* [REQUIRED ACTION]: Edit everything from the start of the entries down to the line containing "61L474 49L460 51L461" by replacing "rough mask" with "coarse mask", leaving the rest unchanged, and give those lines again.

(Stored data entries)
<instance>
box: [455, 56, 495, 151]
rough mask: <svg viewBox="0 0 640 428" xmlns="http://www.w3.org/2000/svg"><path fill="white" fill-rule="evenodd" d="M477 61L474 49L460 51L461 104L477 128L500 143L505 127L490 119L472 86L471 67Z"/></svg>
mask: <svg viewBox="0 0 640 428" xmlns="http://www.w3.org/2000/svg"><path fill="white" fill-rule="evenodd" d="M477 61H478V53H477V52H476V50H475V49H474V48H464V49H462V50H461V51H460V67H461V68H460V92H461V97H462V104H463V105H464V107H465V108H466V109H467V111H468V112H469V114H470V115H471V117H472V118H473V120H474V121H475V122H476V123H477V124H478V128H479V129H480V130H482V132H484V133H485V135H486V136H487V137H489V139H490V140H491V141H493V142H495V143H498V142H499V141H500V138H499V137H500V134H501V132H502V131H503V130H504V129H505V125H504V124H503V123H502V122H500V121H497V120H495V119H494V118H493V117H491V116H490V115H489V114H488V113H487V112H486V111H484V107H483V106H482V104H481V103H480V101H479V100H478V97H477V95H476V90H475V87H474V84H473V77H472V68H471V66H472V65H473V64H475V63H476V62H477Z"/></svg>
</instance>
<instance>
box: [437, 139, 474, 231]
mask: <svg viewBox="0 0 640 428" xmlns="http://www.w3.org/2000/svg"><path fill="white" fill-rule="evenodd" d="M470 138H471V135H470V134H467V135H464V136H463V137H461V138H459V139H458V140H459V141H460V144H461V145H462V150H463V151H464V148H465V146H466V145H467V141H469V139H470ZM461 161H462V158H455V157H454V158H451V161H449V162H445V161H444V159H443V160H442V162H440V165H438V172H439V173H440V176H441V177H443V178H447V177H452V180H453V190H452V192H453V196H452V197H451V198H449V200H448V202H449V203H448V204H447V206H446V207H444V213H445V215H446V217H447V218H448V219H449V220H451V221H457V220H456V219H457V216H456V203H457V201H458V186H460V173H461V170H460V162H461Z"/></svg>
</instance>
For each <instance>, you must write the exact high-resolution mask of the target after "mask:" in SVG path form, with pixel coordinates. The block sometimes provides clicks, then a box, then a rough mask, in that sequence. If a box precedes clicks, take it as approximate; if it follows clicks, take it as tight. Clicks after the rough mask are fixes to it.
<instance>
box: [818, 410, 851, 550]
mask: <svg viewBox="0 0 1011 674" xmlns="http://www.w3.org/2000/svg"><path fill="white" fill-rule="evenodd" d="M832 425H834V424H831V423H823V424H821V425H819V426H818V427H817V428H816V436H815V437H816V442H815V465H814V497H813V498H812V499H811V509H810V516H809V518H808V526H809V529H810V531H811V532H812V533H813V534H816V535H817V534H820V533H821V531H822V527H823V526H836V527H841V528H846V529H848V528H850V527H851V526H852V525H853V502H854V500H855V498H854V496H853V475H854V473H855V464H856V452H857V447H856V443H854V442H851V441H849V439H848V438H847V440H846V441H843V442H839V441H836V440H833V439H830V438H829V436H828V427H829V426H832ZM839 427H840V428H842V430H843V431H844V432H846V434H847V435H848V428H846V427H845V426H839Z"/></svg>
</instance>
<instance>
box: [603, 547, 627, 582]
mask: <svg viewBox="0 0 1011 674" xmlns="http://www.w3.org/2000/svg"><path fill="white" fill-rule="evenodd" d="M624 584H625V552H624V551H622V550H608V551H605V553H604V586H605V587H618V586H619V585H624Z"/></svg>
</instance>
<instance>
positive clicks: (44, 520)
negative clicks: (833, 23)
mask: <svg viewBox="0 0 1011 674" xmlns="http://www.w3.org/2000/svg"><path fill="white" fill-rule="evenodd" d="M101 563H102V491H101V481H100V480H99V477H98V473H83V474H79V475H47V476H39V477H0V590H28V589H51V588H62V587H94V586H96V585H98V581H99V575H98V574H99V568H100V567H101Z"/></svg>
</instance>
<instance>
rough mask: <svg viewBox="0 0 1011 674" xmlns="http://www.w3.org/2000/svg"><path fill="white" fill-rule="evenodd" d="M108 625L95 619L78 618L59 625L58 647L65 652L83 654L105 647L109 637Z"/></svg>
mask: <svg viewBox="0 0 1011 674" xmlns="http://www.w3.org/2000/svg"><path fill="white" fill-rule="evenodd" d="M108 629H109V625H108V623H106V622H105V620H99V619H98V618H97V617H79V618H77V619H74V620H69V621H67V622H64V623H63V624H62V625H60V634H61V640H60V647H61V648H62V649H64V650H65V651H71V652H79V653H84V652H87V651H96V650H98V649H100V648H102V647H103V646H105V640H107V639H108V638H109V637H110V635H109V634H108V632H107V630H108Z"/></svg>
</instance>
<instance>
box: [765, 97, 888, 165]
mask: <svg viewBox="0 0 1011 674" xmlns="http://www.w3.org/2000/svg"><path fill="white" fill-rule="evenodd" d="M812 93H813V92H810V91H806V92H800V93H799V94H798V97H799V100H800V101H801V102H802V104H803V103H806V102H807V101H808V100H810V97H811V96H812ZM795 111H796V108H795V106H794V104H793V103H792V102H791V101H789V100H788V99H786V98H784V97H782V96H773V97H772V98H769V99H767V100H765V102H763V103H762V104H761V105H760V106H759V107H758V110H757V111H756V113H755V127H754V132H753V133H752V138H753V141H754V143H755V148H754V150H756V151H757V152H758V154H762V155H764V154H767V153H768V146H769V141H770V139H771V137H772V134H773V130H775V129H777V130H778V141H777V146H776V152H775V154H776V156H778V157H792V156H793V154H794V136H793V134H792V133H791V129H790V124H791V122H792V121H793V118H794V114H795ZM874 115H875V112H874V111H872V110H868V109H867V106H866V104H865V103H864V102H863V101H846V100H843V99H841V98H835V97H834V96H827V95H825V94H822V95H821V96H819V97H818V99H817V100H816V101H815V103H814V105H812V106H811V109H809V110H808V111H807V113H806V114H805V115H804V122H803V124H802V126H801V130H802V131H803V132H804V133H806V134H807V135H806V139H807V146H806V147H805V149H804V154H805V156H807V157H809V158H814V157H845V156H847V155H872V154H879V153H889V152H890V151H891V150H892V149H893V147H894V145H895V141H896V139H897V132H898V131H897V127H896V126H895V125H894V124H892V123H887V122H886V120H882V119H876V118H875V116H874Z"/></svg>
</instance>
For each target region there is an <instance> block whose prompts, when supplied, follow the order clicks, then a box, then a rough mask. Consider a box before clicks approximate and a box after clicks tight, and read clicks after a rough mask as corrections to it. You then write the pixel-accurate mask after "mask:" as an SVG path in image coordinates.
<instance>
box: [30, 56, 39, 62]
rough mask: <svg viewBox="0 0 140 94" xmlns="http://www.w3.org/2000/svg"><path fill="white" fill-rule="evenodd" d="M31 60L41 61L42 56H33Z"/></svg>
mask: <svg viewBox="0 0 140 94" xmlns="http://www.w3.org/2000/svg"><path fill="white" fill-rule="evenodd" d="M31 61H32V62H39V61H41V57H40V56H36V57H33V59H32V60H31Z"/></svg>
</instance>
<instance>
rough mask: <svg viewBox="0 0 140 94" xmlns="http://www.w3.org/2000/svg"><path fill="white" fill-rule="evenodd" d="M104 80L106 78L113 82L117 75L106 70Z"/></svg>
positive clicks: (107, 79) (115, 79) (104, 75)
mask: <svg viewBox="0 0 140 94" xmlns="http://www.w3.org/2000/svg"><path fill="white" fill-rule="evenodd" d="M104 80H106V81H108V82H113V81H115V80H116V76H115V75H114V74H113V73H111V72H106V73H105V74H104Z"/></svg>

* [EXERCISE OUTPUT]:
<instance>
box: [455, 56, 495, 151]
coarse mask: <svg viewBox="0 0 640 428" xmlns="http://www.w3.org/2000/svg"><path fill="white" fill-rule="evenodd" d="M477 61L474 49L460 51L461 104L477 128L500 143L505 127L490 119L472 86L471 67Z"/></svg>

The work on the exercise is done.